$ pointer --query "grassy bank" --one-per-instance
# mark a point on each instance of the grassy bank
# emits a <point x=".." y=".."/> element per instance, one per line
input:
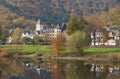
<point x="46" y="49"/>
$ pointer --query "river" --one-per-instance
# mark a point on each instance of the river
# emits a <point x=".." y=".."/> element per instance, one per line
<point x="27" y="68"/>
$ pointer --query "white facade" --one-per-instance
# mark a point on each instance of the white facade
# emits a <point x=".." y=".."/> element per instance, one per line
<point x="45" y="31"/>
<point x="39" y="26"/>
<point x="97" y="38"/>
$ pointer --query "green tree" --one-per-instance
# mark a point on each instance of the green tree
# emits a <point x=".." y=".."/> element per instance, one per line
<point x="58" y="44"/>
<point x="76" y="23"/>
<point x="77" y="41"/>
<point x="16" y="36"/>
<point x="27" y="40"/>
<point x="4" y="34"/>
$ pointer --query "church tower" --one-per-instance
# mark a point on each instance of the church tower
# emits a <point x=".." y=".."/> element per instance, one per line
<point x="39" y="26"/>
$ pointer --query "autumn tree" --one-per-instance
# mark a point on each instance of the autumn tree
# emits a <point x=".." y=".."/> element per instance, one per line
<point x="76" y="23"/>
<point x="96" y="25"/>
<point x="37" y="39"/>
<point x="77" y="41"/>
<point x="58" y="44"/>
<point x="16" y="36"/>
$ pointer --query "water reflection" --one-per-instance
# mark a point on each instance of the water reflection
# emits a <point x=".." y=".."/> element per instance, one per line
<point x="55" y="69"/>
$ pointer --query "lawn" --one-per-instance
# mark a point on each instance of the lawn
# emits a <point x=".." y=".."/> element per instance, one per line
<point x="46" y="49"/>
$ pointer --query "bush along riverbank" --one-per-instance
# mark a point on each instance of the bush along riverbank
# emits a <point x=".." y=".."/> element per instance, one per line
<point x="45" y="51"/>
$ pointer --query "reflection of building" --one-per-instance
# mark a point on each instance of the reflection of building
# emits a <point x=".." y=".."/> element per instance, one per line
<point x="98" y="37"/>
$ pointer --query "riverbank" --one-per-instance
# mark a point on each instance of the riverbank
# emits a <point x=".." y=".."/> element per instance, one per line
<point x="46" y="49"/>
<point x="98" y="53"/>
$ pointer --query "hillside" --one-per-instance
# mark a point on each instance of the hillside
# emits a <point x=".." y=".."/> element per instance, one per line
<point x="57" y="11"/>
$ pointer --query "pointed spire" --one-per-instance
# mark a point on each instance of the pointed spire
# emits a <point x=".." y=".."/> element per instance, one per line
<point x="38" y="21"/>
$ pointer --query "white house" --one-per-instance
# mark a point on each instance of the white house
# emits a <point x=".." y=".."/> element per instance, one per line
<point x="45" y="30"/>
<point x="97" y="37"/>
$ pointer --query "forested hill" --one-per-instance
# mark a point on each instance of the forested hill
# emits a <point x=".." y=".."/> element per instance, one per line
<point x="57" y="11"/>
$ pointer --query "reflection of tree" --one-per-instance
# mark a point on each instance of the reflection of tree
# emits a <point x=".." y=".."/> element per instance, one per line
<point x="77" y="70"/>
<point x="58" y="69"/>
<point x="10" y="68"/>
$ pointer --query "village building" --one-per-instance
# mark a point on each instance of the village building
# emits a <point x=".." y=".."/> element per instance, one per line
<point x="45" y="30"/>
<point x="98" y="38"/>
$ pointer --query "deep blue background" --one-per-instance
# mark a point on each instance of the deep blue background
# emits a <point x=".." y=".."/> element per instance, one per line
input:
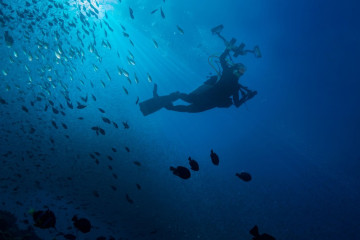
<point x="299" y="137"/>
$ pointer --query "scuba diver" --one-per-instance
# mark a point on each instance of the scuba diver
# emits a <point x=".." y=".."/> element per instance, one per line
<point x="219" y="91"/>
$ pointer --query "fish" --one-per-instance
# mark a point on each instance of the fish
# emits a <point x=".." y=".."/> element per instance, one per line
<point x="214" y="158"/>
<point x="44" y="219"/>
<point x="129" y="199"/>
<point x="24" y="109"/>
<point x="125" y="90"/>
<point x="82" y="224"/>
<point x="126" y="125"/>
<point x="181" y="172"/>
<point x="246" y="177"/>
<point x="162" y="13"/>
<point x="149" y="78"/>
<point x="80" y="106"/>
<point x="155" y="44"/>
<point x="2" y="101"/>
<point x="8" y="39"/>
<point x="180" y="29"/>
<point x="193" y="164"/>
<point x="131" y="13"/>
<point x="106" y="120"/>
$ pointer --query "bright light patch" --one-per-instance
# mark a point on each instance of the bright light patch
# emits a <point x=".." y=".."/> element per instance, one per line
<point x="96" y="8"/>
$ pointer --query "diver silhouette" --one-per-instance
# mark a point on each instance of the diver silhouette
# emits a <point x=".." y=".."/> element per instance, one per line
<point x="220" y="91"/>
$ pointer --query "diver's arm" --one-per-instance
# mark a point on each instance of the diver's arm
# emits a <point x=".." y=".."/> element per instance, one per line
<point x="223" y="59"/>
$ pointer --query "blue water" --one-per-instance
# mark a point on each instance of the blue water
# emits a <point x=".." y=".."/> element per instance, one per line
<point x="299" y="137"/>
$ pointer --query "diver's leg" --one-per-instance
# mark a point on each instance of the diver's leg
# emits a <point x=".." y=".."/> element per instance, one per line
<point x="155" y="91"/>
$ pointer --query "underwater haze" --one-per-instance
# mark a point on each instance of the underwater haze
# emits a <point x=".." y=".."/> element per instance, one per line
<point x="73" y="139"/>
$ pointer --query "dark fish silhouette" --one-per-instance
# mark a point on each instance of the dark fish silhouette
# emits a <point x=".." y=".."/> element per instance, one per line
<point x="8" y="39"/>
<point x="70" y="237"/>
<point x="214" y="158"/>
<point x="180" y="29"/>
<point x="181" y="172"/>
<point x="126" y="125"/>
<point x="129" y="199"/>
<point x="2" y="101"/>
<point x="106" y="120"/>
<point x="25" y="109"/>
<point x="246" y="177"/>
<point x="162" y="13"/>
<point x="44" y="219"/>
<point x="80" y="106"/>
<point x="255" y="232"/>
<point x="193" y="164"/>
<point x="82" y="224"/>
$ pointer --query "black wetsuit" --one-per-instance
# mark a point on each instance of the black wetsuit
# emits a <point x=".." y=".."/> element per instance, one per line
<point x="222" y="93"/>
==
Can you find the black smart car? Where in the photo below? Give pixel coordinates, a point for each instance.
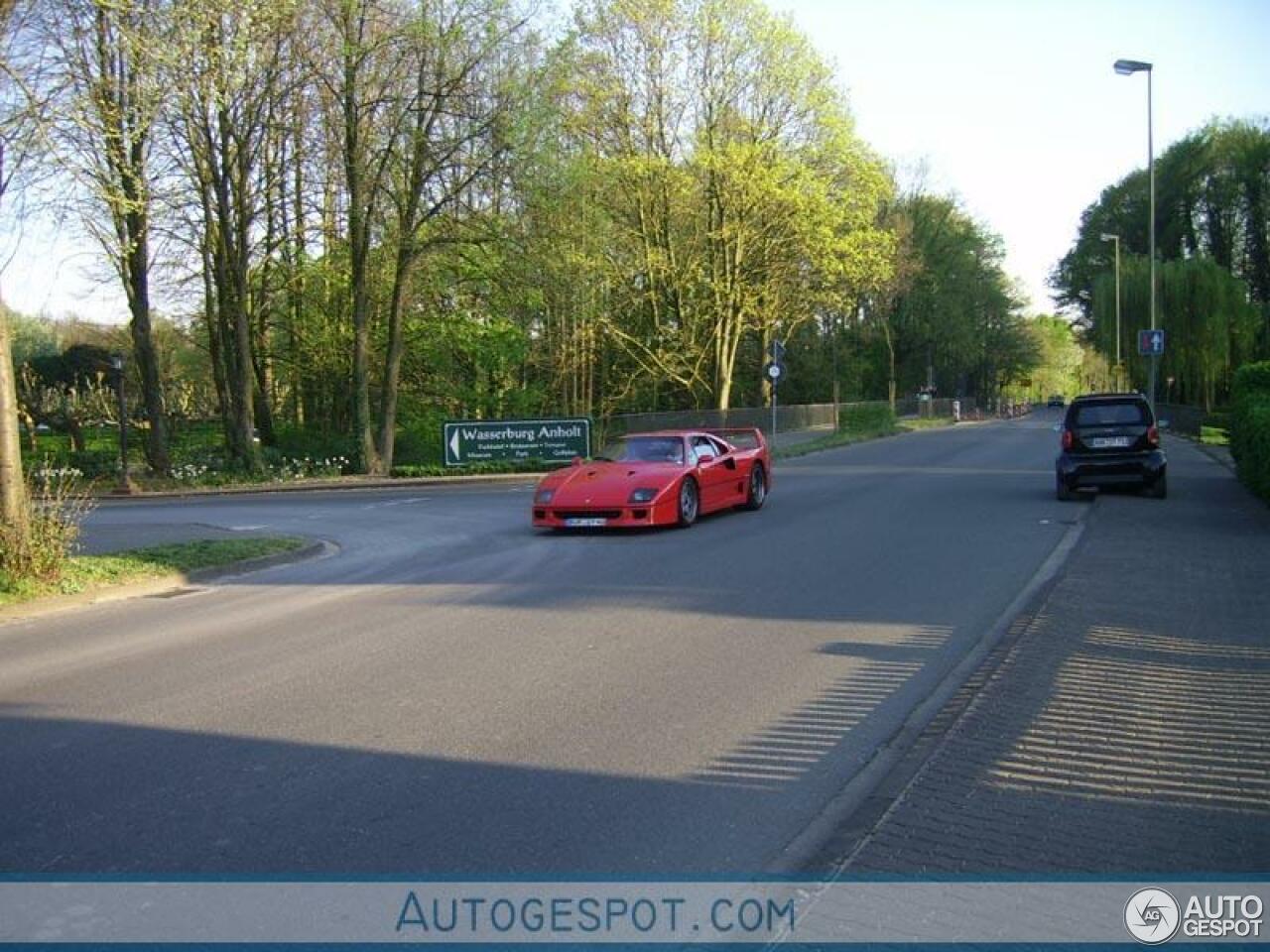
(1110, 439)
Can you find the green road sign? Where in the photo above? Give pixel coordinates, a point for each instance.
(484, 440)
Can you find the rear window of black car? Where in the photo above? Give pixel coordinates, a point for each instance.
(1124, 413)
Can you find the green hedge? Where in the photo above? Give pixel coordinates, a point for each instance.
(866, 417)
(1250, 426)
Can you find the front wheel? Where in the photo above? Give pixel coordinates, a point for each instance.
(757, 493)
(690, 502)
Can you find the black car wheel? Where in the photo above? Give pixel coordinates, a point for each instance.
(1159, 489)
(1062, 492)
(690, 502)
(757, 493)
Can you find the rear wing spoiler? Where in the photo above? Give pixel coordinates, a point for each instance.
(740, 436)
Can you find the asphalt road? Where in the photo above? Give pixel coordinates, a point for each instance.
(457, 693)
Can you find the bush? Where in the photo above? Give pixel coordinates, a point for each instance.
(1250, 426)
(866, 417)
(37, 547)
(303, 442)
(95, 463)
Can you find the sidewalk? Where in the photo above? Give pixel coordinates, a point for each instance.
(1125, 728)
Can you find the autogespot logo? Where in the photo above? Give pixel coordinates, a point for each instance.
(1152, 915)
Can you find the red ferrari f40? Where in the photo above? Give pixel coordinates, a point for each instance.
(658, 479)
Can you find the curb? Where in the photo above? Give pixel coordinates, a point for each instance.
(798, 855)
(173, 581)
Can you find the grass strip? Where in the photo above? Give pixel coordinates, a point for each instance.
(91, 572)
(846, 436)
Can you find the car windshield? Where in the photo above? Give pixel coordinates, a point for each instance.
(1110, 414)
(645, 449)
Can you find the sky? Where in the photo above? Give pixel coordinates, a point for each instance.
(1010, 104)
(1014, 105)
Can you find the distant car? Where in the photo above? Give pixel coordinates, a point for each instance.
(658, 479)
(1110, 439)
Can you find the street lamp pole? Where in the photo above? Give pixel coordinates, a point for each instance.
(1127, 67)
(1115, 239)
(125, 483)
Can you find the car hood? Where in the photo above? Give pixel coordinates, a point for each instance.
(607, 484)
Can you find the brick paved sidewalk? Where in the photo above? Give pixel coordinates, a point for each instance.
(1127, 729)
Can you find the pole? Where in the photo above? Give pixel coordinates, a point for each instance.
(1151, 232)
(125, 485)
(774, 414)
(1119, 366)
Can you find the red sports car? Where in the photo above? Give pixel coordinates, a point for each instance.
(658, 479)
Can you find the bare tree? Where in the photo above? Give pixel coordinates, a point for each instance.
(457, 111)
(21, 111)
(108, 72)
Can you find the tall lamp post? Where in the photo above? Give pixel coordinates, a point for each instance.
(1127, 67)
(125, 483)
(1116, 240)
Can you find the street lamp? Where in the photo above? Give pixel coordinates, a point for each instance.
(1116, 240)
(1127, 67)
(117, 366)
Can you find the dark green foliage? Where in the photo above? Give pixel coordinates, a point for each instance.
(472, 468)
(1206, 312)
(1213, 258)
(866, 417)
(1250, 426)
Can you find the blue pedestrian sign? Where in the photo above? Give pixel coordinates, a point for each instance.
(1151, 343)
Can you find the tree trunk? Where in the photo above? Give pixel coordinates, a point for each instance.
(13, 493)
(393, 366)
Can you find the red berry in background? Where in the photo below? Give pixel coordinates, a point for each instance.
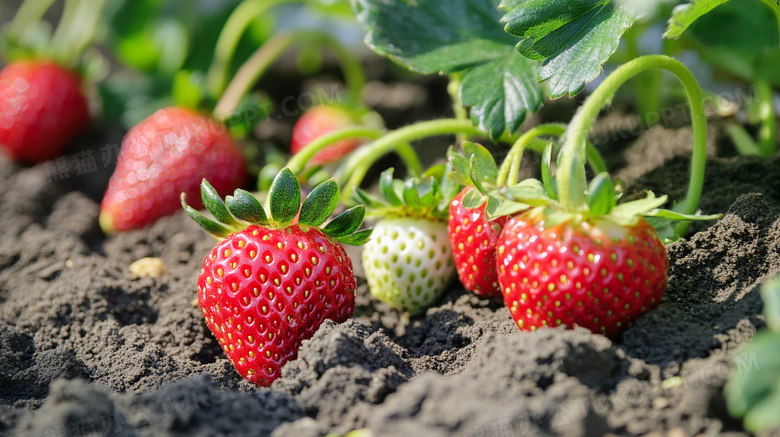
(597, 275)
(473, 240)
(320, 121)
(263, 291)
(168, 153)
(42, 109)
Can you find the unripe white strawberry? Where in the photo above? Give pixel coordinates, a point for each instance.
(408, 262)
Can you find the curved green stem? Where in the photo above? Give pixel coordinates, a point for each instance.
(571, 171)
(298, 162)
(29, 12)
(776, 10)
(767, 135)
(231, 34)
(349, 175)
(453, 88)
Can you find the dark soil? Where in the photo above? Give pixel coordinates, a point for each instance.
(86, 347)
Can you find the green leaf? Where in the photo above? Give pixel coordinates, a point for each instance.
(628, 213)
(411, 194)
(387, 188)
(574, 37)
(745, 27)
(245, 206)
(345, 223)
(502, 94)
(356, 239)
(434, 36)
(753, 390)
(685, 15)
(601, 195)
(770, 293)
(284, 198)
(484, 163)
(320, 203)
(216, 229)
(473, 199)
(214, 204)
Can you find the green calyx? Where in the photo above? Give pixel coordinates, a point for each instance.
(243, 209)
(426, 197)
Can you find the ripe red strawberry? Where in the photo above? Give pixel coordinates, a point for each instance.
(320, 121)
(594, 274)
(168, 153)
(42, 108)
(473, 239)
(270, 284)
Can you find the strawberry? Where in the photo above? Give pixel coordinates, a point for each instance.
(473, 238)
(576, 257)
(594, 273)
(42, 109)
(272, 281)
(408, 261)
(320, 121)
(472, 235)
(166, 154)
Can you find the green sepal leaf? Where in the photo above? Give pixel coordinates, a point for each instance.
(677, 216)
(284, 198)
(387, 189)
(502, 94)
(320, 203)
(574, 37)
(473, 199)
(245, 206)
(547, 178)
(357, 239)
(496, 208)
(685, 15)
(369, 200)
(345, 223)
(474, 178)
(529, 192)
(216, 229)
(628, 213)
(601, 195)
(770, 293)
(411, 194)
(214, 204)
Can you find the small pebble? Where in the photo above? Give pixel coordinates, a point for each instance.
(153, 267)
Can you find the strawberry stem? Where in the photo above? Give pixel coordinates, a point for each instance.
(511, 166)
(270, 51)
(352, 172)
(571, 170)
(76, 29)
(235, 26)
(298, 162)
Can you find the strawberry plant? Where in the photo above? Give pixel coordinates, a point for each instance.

- BRIEF
The lines you need are those containing "building"; find them in the records and copy them.

- EXERCISE RESPONSE
$ pointer --query "reflection of building" --one-per-instance
# mark a point on each instance of the reflection of building
$ pointer --query "village building" --one-per-instance
# mark a point on each instance of the village building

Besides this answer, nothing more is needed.